THE PROBLEM: Can you write out each of the records below word for word, every line included?

TASK INPUTS:

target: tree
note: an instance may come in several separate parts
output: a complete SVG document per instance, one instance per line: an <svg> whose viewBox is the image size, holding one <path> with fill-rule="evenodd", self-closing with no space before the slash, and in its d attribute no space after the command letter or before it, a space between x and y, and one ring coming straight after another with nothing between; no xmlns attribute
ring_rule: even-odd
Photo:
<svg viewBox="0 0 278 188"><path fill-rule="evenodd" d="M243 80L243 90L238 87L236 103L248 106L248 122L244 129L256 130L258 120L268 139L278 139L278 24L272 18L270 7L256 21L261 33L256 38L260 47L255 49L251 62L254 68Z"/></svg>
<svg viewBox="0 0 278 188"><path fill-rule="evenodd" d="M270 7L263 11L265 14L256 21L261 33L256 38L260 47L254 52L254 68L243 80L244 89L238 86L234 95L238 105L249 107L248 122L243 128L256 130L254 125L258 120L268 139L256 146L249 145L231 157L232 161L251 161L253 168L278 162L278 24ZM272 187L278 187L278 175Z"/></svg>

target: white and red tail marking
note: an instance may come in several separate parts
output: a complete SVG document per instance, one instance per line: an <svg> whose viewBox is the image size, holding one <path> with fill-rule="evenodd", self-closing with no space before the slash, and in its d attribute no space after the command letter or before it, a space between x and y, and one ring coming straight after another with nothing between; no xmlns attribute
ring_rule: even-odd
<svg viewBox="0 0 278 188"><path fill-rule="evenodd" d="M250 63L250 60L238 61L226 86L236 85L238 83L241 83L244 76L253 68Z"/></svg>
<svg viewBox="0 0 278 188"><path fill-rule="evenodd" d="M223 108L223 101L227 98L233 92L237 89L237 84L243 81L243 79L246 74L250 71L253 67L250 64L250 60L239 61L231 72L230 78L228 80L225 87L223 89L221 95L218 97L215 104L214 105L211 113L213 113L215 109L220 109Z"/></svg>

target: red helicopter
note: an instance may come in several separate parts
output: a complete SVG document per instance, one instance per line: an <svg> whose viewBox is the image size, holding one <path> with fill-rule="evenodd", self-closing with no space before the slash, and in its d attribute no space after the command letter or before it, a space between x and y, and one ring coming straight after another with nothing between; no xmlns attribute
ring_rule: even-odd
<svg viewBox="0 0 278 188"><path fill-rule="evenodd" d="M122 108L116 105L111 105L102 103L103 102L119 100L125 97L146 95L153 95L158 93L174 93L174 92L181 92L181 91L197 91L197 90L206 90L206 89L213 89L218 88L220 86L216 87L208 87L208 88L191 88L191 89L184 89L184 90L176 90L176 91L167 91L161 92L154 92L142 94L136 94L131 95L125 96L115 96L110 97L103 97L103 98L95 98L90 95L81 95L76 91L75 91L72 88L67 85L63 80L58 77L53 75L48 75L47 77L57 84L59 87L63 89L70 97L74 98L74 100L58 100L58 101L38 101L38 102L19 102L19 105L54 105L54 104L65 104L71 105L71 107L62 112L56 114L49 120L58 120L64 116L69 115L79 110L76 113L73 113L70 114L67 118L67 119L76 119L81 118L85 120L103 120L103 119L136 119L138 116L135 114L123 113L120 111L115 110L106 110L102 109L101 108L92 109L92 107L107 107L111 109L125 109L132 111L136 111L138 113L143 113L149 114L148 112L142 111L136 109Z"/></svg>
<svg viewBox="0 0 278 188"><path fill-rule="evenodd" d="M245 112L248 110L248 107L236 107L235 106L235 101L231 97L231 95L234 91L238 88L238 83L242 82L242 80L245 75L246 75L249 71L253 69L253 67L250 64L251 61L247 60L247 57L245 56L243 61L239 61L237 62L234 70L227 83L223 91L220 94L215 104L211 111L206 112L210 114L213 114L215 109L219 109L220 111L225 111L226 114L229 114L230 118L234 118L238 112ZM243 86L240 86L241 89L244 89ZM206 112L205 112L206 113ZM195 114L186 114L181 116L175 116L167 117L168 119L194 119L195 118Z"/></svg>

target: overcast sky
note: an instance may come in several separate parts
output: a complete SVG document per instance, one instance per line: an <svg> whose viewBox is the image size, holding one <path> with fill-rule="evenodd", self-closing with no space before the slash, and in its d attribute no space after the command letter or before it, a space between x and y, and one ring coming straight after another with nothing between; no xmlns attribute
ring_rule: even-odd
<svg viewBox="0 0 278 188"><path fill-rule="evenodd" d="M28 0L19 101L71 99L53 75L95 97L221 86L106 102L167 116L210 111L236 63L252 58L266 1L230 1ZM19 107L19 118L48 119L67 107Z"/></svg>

WRITTEN ANSWER:
target: tree
note: an instance may come in several separate parts
output: a complete SVG document per instance, one instance per line: an <svg> whose viewBox is the image size, holding one <path> with fill-rule="evenodd", self-closing with no space before the slash, and in its d attribute no space after the command letter or before it, a space between x and y, and one ring coming straight after another with nothing between; no xmlns attribute
ring_rule: even-odd
Photo:
<svg viewBox="0 0 278 188"><path fill-rule="evenodd" d="M243 80L243 90L238 87L236 103L248 106L248 122L244 129L256 130L258 120L268 139L278 139L278 24L272 18L270 7L256 21L261 33L256 38L260 47L255 49L251 62L254 68Z"/></svg>
<svg viewBox="0 0 278 188"><path fill-rule="evenodd" d="M270 7L263 11L265 14L256 21L261 33L256 38L260 47L254 52L254 68L243 80L244 89L238 86L234 95L238 105L249 107L248 122L243 128L256 130L254 125L258 120L268 139L256 146L249 145L231 157L232 161L251 161L253 168L278 162L278 24ZM272 187L278 187L278 175Z"/></svg>

target: white and red tail marking
note: an instance may come in several separate parts
output: a complete SVG document per instance, one instance per line: an <svg> whose viewBox is the image size, holding one <path> with fill-rule="evenodd", self-closing with no space before the slash, and in its d attribute no space after the command letter or before it, a space between x and y, and one ring coming straight after another with nothing between; no xmlns attribute
ring_rule: even-odd
<svg viewBox="0 0 278 188"><path fill-rule="evenodd" d="M250 63L250 60L238 61L226 86L236 85L238 83L241 83L244 76L253 68Z"/></svg>
<svg viewBox="0 0 278 188"><path fill-rule="evenodd" d="M223 108L223 101L227 98L233 92L237 89L237 84L243 81L243 79L246 74L250 71L253 67L250 64L250 60L239 61L231 72L230 78L228 80L225 87L223 89L221 95L218 97L215 104L214 105L211 113L213 113L215 109L220 109Z"/></svg>

target: red helicopter
note: an instance may come in several separate parts
output: a complete SVG document per instance, one instance per line: an <svg> whose viewBox is the image size, holding one <path> with fill-rule="evenodd", self-closing with no space before the slash, and in its d attribute no space after the command letter or before it, a space between x and y, and one ring coming straight after another with nothing between; no xmlns attribute
ring_rule: even-odd
<svg viewBox="0 0 278 188"><path fill-rule="evenodd" d="M122 108L116 105L111 105L102 103L103 102L119 100L125 97L146 95L153 95L158 93L174 93L174 92L181 92L181 91L197 91L197 90L206 90L206 89L213 89L218 88L220 86L216 87L208 87L208 88L191 88L191 89L184 89L184 90L176 90L176 91L167 91L161 92L154 92L142 94L136 94L131 95L125 96L115 96L110 97L103 97L103 98L95 98L90 95L81 95L76 91L75 91L72 88L67 85L63 80L58 77L53 75L48 75L47 77L57 84L59 87L63 89L70 97L74 98L74 100L58 100L58 101L38 101L38 102L19 102L19 105L54 105L54 104L65 104L71 105L71 107L62 112L56 114L49 120L58 120L64 116L69 115L79 110L76 113L73 113L70 114L67 118L67 119L76 119L81 118L85 120L103 120L103 119L136 119L138 116L135 114L123 113L120 111L115 110L106 110L102 109L101 108L92 109L92 107L107 107L111 109L125 109L132 111L136 111L138 113L143 113L149 114L148 112L142 111L136 109Z"/></svg>
<svg viewBox="0 0 278 188"><path fill-rule="evenodd" d="M245 112L248 110L248 107L236 107L235 106L235 101L231 97L231 95L234 91L238 88L238 83L242 82L242 80L245 75L246 75L249 71L253 69L253 67L250 64L251 61L247 60L247 57L245 56L243 61L239 61L237 62L234 70L227 83L223 91L220 94L215 104L211 111L206 112L210 114L213 114L215 109L219 109L220 111L225 111L226 114L229 114L230 118L234 118L238 112ZM243 86L240 86L241 89L244 89ZM206 112L205 112L206 113ZM195 114L186 114L181 116L175 116L167 117L168 119L194 119L195 118Z"/></svg>

target: overcast sky
note: an instance may come in several separate parts
output: a complete SVG document per instance, one instance per line: an <svg> whose viewBox is the image size, holding one <path> with fill-rule="evenodd", self-closing with no space before the slash, and in its d attribute no space after the command letter or before it, a space between x and y, and one ring coming straight after another with nothing between; no xmlns attribute
ring_rule: even-odd
<svg viewBox="0 0 278 188"><path fill-rule="evenodd" d="M28 0L19 101L71 99L53 75L95 97L221 86L106 102L167 116L210 111L236 63L252 58L266 1L230 1ZM19 107L19 118L48 119L67 107Z"/></svg>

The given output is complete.